§ WHAT IS NEEDED
Only the lines from the one containing "of the hubcap" through the end of the entries should be repeated, exactly as they appear, first and last included.

──────── RECORDS TO PROCESS

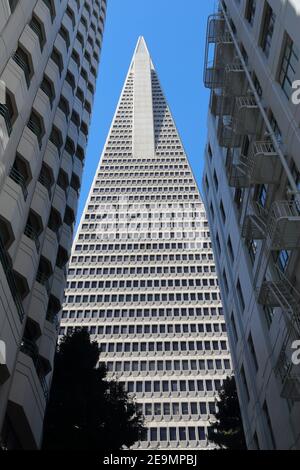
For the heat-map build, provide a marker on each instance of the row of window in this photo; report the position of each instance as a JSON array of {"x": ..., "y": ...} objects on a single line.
[
  {"x": 144, "y": 297},
  {"x": 164, "y": 346},
  {"x": 167, "y": 386},
  {"x": 148, "y": 329},
  {"x": 145, "y": 313},
  {"x": 157, "y": 197},
  {"x": 169, "y": 366},
  {"x": 155, "y": 258},
  {"x": 141, "y": 270},
  {"x": 144, "y": 162},
  {"x": 189, "y": 246},
  {"x": 173, "y": 434},
  {"x": 176, "y": 409},
  {"x": 142, "y": 283}
]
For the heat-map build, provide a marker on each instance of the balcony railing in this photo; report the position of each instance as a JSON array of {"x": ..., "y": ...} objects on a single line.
[
  {"x": 30, "y": 348},
  {"x": 246, "y": 116},
  {"x": 254, "y": 226},
  {"x": 288, "y": 372},
  {"x": 280, "y": 293},
  {"x": 4, "y": 112},
  {"x": 31, "y": 233},
  {"x": 283, "y": 227},
  {"x": 10, "y": 277},
  {"x": 18, "y": 178}
]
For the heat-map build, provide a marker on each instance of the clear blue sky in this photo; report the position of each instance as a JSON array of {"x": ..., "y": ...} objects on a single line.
[{"x": 175, "y": 34}]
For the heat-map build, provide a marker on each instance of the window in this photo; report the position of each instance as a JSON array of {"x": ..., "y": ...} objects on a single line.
[
  {"x": 240, "y": 294},
  {"x": 268, "y": 423},
  {"x": 36, "y": 125},
  {"x": 50, "y": 6},
  {"x": 262, "y": 195},
  {"x": 38, "y": 28},
  {"x": 288, "y": 66},
  {"x": 20, "y": 174},
  {"x": 22, "y": 59},
  {"x": 230, "y": 249},
  {"x": 250, "y": 11},
  {"x": 8, "y": 111},
  {"x": 268, "y": 30},
  {"x": 222, "y": 212},
  {"x": 57, "y": 59},
  {"x": 282, "y": 260},
  {"x": 243, "y": 377},
  {"x": 12, "y": 5},
  {"x": 48, "y": 89},
  {"x": 252, "y": 350}
]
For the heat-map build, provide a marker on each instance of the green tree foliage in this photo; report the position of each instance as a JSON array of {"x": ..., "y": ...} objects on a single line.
[
  {"x": 227, "y": 431},
  {"x": 86, "y": 411}
]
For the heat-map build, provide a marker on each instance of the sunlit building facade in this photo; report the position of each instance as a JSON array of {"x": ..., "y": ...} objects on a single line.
[{"x": 142, "y": 274}]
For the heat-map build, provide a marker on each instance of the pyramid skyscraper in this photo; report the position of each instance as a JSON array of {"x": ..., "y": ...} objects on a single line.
[{"x": 142, "y": 275}]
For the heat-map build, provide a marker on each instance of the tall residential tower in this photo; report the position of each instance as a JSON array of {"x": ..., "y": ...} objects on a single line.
[
  {"x": 252, "y": 187},
  {"x": 49, "y": 55},
  {"x": 142, "y": 275}
]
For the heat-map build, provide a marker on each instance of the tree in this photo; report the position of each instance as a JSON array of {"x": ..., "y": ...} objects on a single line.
[
  {"x": 86, "y": 411},
  {"x": 227, "y": 431}
]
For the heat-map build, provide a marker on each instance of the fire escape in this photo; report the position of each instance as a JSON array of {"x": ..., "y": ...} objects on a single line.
[{"x": 239, "y": 114}]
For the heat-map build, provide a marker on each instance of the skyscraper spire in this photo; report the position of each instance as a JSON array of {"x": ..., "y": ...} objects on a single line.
[
  {"x": 143, "y": 123},
  {"x": 142, "y": 276}
]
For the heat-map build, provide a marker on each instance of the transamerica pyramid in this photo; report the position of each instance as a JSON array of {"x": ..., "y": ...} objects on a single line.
[{"x": 142, "y": 276}]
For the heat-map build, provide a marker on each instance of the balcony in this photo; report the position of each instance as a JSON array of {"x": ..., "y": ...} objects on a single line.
[
  {"x": 254, "y": 226},
  {"x": 219, "y": 52},
  {"x": 264, "y": 164},
  {"x": 235, "y": 79},
  {"x": 226, "y": 135},
  {"x": 246, "y": 115},
  {"x": 288, "y": 372},
  {"x": 221, "y": 105},
  {"x": 260, "y": 166},
  {"x": 280, "y": 293},
  {"x": 283, "y": 225}
]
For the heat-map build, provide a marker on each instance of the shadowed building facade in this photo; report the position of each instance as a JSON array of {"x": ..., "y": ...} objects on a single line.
[
  {"x": 49, "y": 55},
  {"x": 251, "y": 188}
]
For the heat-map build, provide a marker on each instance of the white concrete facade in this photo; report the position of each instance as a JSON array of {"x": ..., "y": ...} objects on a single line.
[
  {"x": 49, "y": 55},
  {"x": 251, "y": 185},
  {"x": 142, "y": 275}
]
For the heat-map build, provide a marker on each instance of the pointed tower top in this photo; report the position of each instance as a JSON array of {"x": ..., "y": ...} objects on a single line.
[
  {"x": 141, "y": 51},
  {"x": 141, "y": 47}
]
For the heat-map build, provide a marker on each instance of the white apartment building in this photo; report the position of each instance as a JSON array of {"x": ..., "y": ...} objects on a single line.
[
  {"x": 49, "y": 55},
  {"x": 142, "y": 274},
  {"x": 251, "y": 185}
]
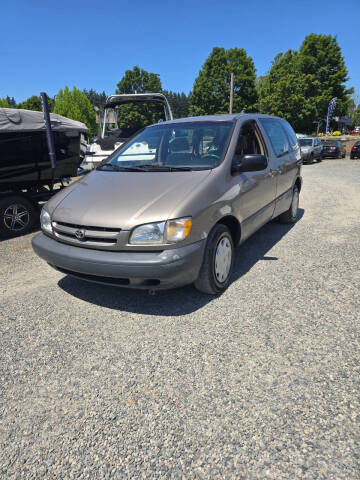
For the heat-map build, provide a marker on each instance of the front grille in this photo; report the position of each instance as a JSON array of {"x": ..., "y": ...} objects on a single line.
[{"x": 85, "y": 235}]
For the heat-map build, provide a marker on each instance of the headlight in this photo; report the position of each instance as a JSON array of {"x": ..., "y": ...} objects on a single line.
[
  {"x": 171, "y": 231},
  {"x": 45, "y": 221}
]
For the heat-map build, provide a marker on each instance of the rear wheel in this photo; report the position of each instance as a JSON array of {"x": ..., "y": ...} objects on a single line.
[
  {"x": 290, "y": 215},
  {"x": 17, "y": 216},
  {"x": 217, "y": 267}
]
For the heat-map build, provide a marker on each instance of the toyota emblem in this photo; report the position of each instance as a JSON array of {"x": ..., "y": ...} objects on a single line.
[{"x": 80, "y": 234}]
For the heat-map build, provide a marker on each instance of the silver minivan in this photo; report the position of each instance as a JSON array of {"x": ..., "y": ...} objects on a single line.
[{"x": 169, "y": 207}]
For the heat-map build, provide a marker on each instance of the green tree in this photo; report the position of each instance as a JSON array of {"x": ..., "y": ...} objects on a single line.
[
  {"x": 300, "y": 85},
  {"x": 4, "y": 103},
  {"x": 34, "y": 103},
  {"x": 96, "y": 99},
  {"x": 74, "y": 104},
  {"x": 138, "y": 80},
  {"x": 211, "y": 91},
  {"x": 354, "y": 110}
]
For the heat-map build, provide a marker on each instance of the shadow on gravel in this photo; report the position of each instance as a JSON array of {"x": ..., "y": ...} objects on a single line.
[{"x": 180, "y": 301}]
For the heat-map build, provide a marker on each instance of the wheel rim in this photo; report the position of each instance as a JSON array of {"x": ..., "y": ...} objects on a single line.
[
  {"x": 16, "y": 217},
  {"x": 223, "y": 259},
  {"x": 295, "y": 203}
]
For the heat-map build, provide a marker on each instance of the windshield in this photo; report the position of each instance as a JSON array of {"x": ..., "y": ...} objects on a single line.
[
  {"x": 305, "y": 142},
  {"x": 186, "y": 146}
]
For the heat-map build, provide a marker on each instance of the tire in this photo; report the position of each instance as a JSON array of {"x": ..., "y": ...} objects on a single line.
[
  {"x": 17, "y": 216},
  {"x": 291, "y": 214},
  {"x": 210, "y": 281}
]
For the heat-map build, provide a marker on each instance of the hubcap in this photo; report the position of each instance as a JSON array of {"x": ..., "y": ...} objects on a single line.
[
  {"x": 295, "y": 204},
  {"x": 223, "y": 259},
  {"x": 16, "y": 217}
]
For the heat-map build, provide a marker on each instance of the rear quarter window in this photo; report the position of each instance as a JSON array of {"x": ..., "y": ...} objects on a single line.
[
  {"x": 277, "y": 135},
  {"x": 293, "y": 141}
]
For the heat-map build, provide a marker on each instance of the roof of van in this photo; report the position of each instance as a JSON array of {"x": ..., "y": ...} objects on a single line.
[{"x": 220, "y": 117}]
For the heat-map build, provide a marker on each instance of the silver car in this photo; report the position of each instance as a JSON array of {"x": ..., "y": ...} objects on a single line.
[
  {"x": 311, "y": 149},
  {"x": 173, "y": 212}
]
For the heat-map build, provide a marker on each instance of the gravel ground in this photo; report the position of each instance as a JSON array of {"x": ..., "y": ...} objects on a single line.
[{"x": 261, "y": 382}]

────────────────

§ EXERCISE SOLUTION
For the heat-map build, provide a marker on each instance of the hubcap in this photo; report the position of each instance as a JSON array of {"x": ..., "y": ...} objects on a single line.
[
  {"x": 295, "y": 204},
  {"x": 223, "y": 259},
  {"x": 16, "y": 217}
]
For the heat-map build, provide a marker on each instance of the rear quarter window in this photo; report the position of each instance as a JSON array of {"x": ..., "y": ...} objects on a single line.
[
  {"x": 277, "y": 135},
  {"x": 293, "y": 141}
]
For the heat-map build, provide a marker on each instance of the roof of van in this photo; report the position of each instance as a JSON array of {"x": ..., "y": ...} objects on a single line.
[{"x": 220, "y": 117}]
For the heat-map build, provide a marker on each instance of the silver car in this photo; report the position of each instance as a JSON array of {"x": ..., "y": ...} objects on a single line.
[
  {"x": 311, "y": 149},
  {"x": 173, "y": 212}
]
For the heat-map build, provide a marker on each instance of the gravel ground in this photo; report the position of each instance as a JSON array of {"x": ..., "y": ...} objects on a single line.
[{"x": 261, "y": 382}]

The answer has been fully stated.